- [Challenge]: Starting at the line that contains "Return the mask of every instance of the blue" and continuing through the end of the data, reproduce every line, and adjust each number in the SVG markup by -104. This covers the viewBox values and all path coordinates, and everything else stays unchanged.

- [Information shown]:
-- Begin --
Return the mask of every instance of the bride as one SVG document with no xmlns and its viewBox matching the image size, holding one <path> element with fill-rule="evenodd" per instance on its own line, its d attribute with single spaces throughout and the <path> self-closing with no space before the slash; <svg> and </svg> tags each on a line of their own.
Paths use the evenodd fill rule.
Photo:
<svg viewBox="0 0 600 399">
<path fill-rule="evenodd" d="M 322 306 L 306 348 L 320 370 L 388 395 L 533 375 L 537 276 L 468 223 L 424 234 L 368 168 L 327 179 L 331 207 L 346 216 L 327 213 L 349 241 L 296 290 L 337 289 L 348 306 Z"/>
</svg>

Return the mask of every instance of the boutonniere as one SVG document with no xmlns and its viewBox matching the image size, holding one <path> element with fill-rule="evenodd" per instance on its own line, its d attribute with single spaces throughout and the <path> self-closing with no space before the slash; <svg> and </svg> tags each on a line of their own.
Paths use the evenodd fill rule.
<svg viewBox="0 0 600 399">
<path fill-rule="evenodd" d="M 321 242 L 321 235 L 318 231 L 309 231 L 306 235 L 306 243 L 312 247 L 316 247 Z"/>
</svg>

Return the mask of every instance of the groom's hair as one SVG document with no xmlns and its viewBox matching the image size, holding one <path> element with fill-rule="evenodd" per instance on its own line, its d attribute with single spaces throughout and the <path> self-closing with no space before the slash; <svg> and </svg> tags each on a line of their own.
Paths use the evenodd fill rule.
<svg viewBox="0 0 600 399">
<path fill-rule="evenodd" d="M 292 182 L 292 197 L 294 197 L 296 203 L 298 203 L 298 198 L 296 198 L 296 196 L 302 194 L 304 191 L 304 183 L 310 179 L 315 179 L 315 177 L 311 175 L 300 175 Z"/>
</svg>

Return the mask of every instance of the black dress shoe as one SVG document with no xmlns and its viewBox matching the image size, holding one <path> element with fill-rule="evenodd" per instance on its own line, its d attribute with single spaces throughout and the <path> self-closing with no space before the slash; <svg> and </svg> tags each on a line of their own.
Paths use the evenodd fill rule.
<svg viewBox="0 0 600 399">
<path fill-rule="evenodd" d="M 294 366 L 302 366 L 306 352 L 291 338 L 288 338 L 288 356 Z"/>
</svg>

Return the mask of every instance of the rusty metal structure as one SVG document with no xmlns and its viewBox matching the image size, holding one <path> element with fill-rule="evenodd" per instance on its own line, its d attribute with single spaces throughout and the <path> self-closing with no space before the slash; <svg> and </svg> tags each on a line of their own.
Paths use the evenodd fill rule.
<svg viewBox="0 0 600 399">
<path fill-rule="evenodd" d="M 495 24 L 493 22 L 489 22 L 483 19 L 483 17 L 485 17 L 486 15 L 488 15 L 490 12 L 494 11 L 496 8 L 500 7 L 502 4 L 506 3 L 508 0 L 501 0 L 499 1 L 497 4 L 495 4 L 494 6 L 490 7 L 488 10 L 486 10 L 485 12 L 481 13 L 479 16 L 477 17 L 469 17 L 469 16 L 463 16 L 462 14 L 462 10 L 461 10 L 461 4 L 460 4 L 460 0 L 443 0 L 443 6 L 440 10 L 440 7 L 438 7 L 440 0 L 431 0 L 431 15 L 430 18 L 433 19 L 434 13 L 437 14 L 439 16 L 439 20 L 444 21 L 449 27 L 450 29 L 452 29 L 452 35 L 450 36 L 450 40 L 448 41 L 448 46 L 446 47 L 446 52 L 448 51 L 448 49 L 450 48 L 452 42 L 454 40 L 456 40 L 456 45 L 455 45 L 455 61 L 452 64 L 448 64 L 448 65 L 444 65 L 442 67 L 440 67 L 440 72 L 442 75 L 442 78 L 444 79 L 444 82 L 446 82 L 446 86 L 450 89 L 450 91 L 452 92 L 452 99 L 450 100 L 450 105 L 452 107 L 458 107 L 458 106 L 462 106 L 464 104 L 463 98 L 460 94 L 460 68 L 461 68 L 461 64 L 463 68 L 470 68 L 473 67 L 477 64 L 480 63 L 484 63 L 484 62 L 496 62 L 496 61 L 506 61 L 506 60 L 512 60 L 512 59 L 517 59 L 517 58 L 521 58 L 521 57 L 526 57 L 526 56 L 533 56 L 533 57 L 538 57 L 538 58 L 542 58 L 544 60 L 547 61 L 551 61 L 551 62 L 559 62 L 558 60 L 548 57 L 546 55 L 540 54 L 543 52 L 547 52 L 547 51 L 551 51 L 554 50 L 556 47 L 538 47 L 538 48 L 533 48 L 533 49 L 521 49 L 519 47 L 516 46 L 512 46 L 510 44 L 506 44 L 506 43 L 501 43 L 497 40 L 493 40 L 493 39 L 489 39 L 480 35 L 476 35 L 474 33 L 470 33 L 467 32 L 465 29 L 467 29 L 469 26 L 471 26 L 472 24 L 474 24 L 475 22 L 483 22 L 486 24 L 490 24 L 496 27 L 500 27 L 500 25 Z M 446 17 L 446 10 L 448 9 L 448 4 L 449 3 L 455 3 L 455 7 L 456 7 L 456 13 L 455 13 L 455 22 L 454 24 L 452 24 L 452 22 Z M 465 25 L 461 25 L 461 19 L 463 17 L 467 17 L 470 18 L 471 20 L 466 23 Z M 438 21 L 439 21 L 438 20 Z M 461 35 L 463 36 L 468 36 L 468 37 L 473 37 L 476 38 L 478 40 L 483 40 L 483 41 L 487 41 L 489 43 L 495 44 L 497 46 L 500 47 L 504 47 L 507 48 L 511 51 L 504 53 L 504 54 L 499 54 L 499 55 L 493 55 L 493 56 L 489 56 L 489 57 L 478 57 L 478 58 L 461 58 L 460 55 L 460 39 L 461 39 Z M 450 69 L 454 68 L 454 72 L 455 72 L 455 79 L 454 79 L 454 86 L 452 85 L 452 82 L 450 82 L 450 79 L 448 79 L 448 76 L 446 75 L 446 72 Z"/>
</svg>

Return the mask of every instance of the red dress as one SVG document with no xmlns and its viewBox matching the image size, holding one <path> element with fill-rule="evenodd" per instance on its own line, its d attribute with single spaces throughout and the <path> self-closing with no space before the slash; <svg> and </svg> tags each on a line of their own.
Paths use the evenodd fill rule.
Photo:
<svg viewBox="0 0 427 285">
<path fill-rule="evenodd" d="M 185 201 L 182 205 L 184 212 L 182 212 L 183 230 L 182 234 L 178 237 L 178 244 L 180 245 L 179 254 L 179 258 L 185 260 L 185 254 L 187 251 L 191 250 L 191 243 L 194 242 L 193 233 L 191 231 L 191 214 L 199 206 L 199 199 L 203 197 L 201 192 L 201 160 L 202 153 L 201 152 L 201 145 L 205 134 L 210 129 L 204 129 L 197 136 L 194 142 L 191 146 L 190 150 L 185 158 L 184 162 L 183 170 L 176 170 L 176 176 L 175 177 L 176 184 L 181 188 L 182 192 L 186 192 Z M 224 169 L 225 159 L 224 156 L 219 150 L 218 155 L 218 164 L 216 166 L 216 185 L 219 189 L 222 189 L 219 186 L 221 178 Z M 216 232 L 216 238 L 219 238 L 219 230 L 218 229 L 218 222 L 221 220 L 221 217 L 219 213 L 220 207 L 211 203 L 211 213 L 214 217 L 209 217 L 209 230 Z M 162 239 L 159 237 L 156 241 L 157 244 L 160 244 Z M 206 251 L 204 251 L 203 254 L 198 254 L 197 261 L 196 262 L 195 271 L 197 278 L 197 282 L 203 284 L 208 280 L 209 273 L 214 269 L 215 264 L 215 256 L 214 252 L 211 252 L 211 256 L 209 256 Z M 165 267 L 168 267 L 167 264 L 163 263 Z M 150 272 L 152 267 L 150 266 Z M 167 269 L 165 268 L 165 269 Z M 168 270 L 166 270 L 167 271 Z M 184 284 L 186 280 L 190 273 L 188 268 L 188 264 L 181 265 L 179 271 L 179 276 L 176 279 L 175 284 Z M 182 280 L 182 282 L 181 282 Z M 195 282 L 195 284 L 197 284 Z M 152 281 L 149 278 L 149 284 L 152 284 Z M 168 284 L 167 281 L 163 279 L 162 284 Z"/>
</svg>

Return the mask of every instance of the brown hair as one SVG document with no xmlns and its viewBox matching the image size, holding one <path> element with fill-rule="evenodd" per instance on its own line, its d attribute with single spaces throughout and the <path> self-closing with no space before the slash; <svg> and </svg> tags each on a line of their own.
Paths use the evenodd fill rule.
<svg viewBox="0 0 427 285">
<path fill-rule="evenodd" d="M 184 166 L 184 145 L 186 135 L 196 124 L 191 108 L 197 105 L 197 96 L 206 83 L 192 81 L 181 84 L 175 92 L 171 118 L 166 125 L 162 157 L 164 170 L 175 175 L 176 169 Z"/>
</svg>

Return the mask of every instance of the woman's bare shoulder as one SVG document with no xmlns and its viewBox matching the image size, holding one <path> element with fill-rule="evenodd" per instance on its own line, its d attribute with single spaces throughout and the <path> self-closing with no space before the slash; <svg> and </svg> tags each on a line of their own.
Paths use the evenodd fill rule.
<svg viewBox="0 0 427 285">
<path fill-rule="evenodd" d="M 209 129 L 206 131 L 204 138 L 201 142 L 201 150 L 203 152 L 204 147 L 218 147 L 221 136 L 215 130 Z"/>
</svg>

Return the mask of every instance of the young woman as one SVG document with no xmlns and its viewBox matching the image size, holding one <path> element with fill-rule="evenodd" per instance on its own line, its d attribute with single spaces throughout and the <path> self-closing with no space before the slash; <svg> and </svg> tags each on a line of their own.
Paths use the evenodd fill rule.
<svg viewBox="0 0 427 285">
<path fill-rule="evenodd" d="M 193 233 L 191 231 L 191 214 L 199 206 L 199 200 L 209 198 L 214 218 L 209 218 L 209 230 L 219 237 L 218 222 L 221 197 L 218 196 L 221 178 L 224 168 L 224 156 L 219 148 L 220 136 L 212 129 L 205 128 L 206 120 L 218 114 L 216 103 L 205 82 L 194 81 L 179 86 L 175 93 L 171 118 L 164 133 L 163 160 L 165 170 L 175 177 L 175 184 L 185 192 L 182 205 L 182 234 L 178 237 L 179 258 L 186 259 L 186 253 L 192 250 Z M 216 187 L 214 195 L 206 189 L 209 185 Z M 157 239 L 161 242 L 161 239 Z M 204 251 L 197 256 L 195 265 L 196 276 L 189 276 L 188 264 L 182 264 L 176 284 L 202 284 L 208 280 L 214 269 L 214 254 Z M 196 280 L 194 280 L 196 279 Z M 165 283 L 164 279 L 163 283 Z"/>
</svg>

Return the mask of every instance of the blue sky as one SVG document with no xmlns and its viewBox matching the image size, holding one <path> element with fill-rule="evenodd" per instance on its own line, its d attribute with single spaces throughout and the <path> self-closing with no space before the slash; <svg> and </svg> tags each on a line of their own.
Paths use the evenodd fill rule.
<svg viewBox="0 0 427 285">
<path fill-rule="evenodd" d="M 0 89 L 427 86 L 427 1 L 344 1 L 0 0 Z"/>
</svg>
-- End --
- [Response to the exercise]:
Return the mask of every instance of the blue sky as one SVG document with no xmlns and its viewBox matching the image size, holding one <path> element with fill-rule="evenodd" per instance on its own line, its d attribute with single spaces throughout and the <path> self-closing with no space before the slash; <svg> and </svg> tags each on a line of their own.
Paths use the evenodd fill rule.
<svg viewBox="-104 -104 323 181">
<path fill-rule="evenodd" d="M -104 -15 L 323 -18 L 323 -103 L 240 -103 L -104 -104 Z"/>
</svg>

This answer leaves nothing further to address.